Data items
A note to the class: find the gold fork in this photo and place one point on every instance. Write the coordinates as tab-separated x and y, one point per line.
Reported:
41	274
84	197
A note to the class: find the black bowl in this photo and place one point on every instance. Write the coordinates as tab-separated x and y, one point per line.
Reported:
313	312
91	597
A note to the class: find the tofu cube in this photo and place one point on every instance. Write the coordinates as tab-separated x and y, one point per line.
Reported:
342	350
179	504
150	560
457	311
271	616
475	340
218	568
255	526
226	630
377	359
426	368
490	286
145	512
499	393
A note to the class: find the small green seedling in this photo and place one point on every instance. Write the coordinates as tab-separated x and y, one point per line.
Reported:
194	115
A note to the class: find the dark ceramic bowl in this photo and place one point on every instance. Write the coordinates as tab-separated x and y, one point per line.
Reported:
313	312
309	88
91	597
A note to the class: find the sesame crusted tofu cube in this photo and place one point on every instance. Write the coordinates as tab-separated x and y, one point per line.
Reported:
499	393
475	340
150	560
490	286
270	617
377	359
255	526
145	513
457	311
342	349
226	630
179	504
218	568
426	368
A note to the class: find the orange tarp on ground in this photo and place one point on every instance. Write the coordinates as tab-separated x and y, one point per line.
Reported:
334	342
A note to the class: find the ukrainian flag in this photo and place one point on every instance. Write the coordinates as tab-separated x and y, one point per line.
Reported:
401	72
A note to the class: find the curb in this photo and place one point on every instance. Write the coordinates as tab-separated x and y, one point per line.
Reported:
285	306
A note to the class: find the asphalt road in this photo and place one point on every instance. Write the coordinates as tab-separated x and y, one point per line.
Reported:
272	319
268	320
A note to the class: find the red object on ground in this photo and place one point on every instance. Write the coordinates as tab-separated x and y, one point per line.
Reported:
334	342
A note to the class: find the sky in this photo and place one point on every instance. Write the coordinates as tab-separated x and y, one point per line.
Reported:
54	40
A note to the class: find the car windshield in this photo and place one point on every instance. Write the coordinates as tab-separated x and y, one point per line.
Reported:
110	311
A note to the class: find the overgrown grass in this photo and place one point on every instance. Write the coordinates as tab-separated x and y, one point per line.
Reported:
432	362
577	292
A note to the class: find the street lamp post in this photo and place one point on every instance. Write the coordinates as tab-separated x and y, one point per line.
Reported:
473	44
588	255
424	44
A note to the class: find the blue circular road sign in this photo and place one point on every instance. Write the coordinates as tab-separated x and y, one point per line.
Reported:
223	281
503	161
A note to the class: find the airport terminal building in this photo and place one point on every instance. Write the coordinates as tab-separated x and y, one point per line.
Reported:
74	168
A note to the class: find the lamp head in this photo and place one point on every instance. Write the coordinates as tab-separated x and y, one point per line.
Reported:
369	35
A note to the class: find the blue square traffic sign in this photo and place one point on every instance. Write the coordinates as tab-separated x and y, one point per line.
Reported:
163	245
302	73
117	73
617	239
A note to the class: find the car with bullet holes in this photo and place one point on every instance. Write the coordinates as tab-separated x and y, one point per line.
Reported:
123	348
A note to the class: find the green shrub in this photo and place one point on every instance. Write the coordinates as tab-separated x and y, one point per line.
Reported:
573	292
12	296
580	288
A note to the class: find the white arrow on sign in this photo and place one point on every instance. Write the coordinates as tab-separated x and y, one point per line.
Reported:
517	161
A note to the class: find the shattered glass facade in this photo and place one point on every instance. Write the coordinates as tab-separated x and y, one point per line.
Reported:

**Direction:** Output all of the data above without any alteration.

**Task result:**
A note to the class: find the gold fork in this photo and place one point on every instance. Write the coordinates as tab-separated x and y, one point per line.
Reported:
41	274
84	197
A note to the class: find the black bowl in this photo and place one point on every instance. Write the coordinates as tab-separated x and y, one point per line.
Reported:
313	312
91	597
A note to the class: find the tofu cube in this photo and place one point on every instance. Write the coordinates as tab-separated x and y, one point per line.
Reported:
342	350
179	504
150	560
457	311
271	616
475	340
218	568
255	526
226	630
377	359
426	368
490	286
145	512
499	393
A note to the class: find the small green seedling in this photo and place one point on every instance. Write the coordinates as tab-separated x and y, one point per line.
Reported:
194	115
A note to the class: find the dark ceramic bowl in this photo and place one point on every instance. Write the coordinates as tab-separated x and y, one point per line.
Reported:
313	312
309	88
91	597
A note to the class: find the sesame crusted tofu cube in this photo and place one point on every instance. Write the coordinates as tab-separated x and y, one point per line.
Reported:
499	393
475	340
150	560
490	286
270	617
377	359
255	526
145	513
457	311
342	349
226	630
179	504
218	568
426	368
A note to the class: find the orange tarp on ground in this photo and place one point on every instance. Write the coordinates as tab-separated x and y, one point per line.
Reported:
334	342
A note to the class: find the ukrainian flag in this photo and place one point on every instance. Write the coordinates as tab-separated x and y, one point per line.
Reported:
401	72
A note to the class: find the curb in this photo and place one point on every instance. Write the coordinates as tab-separated x and y, one point per line.
Reported:
285	306
A note to the class: find the asphalt road in this photo and place one point on every instance. Write the coordinates as tab-separated x and y, one point per line.
Reported:
272	319
268	320
A note to the class: find the red object on ground in this photo and place one point on every instance. Write the coordinates as tab-separated x and y, one point per line.
Reported:
334	342
A note to the class: find the sky in this photo and place one point on every instance. Write the coordinates as tab-separated x and y, one point per line.
Reported:
54	40
A note to the class: find the car windshield in this photo and place one point on every instance. Write the coordinates as tab-separated x and y, one point per line.
Reported:
110	311
A note to the class: find the overgrown grass in this photo and place one point on every instance. Write the coordinates as tab-separated x and y, one point per line.
Reported:
432	362
577	292
A note to the class: find the street lamp post in this photo and place one point on every instance. Write the coordinates as tab-separated x and y, one point per line.
Reported:
473	44
588	255
424	44
A note to the class: find the blue circular road sign in this photo and place one point on every instance. Write the coordinates as tab-separated x and y, one point per line.
Reported:
223	281
503	161
A note to the class: find the airport terminal building in this photo and place one point on every instance. Write the coordinates as tab-separated x and y, one point per line.
Reported:
74	168
A note to the class: find the lamp head in this photo and place one point on every instance. Write the coordinates as tab-separated x and y, one point per line.
Reported:
369	35
A note to the class: find the blue square traffic sign in this photo and place one point on every instance. Write the coordinates as tab-separated x and y, one point per line.
Reported:
163	245
302	73
117	73
617	239
A note to the class: find the car with bullet holes in this photo and place one point on every instance. Write the coordinates as tab-separated x and y, one point per line.
Reported:
123	348
A note to the class: find the green shrub in this photo and place one point on every instance. Write the coordinates as tab-separated x and y, one point per line.
Reported:
573	292
12	296
580	288
A note to the class: find the white arrow on sign in this photo and place one point on every instance. Write the coordinates as tab-separated x and y, one point per line.
Reported:
517	161
A note to the class: find the shattered glass facade in this photo and place one point on every instance. Write the coordinates as tab-separated x and y, one point per line.
Reported:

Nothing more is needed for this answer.